:: Challenge ::
In the listing below, please print the line that contains "Put a dot on the white goal" and every line that follows it, exactly.

:: Records to use ::
━━━
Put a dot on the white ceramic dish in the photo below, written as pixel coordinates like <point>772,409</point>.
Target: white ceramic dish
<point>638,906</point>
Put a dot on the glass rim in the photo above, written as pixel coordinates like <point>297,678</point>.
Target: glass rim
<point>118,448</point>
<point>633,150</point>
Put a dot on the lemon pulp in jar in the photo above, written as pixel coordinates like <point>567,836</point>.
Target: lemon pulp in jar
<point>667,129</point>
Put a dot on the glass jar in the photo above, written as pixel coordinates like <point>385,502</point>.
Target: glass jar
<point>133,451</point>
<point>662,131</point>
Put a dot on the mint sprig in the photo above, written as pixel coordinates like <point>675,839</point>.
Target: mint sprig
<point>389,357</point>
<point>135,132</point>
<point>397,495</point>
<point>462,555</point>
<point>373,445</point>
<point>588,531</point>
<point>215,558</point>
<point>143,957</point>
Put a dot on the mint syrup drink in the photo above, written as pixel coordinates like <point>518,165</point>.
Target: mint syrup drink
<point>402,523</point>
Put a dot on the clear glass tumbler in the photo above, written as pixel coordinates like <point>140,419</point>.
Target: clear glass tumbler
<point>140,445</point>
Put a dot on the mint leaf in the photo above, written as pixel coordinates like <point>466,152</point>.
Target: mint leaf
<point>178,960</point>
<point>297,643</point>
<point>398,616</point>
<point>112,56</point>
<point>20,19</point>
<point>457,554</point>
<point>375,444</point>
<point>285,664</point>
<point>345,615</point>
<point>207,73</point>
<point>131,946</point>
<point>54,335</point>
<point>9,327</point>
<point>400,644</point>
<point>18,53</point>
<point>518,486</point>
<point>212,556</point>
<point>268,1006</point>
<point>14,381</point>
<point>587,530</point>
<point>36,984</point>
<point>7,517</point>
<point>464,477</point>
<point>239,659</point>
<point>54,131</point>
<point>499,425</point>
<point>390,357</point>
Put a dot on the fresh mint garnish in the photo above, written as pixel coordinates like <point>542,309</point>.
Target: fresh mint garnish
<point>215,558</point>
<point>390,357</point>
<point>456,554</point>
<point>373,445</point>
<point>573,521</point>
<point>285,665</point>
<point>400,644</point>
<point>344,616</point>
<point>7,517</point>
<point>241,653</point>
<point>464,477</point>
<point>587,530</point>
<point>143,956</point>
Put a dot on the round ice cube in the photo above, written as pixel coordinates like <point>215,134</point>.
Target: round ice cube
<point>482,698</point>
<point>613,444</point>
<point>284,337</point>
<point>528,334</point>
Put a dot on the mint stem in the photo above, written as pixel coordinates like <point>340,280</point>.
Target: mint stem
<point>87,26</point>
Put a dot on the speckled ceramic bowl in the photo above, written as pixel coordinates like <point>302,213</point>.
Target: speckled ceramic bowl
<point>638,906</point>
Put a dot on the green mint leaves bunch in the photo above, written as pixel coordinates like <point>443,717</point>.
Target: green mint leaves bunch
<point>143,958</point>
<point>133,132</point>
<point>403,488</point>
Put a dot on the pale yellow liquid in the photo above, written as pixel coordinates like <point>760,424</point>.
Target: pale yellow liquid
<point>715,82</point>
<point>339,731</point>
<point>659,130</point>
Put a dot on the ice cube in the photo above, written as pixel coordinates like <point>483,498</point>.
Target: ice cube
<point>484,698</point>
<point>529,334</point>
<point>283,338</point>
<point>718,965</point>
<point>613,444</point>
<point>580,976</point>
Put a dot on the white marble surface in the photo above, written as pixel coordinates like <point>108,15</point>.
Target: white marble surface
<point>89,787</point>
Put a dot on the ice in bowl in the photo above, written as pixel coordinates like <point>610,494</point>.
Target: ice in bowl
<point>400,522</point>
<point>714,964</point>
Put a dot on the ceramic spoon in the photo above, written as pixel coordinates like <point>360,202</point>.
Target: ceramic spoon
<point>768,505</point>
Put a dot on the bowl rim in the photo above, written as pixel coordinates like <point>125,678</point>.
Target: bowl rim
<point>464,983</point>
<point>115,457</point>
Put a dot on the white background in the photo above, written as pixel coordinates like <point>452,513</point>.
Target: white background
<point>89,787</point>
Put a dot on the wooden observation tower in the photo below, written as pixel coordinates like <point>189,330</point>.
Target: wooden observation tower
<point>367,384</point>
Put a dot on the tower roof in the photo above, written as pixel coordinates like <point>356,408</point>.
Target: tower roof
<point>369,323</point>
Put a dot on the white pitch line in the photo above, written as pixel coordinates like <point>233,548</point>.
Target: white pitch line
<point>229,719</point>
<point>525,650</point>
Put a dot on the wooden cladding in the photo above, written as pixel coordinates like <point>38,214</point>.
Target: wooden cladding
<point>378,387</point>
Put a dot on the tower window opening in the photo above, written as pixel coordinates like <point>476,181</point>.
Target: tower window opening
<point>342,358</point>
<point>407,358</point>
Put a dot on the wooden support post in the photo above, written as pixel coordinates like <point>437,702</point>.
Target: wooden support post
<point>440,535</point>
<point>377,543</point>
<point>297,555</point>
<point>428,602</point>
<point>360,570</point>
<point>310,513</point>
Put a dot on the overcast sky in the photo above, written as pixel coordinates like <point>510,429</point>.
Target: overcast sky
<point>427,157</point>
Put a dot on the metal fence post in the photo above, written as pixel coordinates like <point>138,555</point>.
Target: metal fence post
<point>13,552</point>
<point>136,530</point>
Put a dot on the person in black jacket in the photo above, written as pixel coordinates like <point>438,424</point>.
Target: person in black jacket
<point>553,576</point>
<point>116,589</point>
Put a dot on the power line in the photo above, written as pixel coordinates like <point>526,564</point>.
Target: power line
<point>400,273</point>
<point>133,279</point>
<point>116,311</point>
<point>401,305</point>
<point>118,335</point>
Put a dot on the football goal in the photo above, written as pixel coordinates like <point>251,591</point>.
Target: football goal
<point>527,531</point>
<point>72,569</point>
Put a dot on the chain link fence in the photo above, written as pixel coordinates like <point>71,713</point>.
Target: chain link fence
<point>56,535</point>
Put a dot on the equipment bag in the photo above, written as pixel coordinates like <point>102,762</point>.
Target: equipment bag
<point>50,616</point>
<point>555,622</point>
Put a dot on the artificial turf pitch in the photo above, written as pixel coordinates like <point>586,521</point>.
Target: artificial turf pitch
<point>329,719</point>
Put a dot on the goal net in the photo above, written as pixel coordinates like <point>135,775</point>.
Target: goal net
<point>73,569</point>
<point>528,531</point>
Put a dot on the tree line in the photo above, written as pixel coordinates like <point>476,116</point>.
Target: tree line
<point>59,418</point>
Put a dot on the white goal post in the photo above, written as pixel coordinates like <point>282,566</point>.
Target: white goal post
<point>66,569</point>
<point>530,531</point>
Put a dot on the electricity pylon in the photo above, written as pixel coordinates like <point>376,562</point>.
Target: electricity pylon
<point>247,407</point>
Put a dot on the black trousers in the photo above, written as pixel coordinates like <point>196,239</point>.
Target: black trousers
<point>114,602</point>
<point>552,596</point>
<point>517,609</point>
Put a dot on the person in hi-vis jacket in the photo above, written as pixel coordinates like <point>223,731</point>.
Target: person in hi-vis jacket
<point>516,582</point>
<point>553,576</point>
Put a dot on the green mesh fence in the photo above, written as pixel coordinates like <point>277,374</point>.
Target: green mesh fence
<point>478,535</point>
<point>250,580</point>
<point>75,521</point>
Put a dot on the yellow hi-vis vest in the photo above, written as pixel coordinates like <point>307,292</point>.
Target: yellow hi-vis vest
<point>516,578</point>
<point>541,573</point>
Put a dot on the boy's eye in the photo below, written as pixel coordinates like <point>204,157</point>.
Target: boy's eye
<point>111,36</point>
━━━
:: Task output ::
Put a dot on the white goal post in the photo above, written as pixel coordinates like <point>282,566</point>.
Target: white goal post
<point>66,569</point>
<point>530,531</point>
Put a dot on the electricity pylon in the photo above, written as pixel coordinates like <point>376,562</point>.
Target: electricity pylon
<point>247,407</point>
Put a dot on the black trousers in the photo above, written as pixel coordinates like <point>196,239</point>.
Target: black trousers
<point>114,602</point>
<point>552,596</point>
<point>517,609</point>
Put a dot on the person in hi-vis jacket in the photo above, written as pixel coordinates like <point>223,731</point>.
Target: person in hi-vis jacket
<point>516,582</point>
<point>553,576</point>
Put a dot on the green mesh fence in the photo above, written as pixel coordinates like <point>277,374</point>.
Target: green mesh fence
<point>478,535</point>
<point>250,580</point>
<point>75,521</point>
Put a dot on the yellow hi-vis vest in the photo above, written as pixel coordinates like <point>307,292</point>.
Target: yellow hi-vis vest
<point>516,578</point>
<point>541,573</point>
Put a dot on the boy's eye in the photo below, written as pixel coordinates like <point>204,157</point>.
Target: boy's eye
<point>111,36</point>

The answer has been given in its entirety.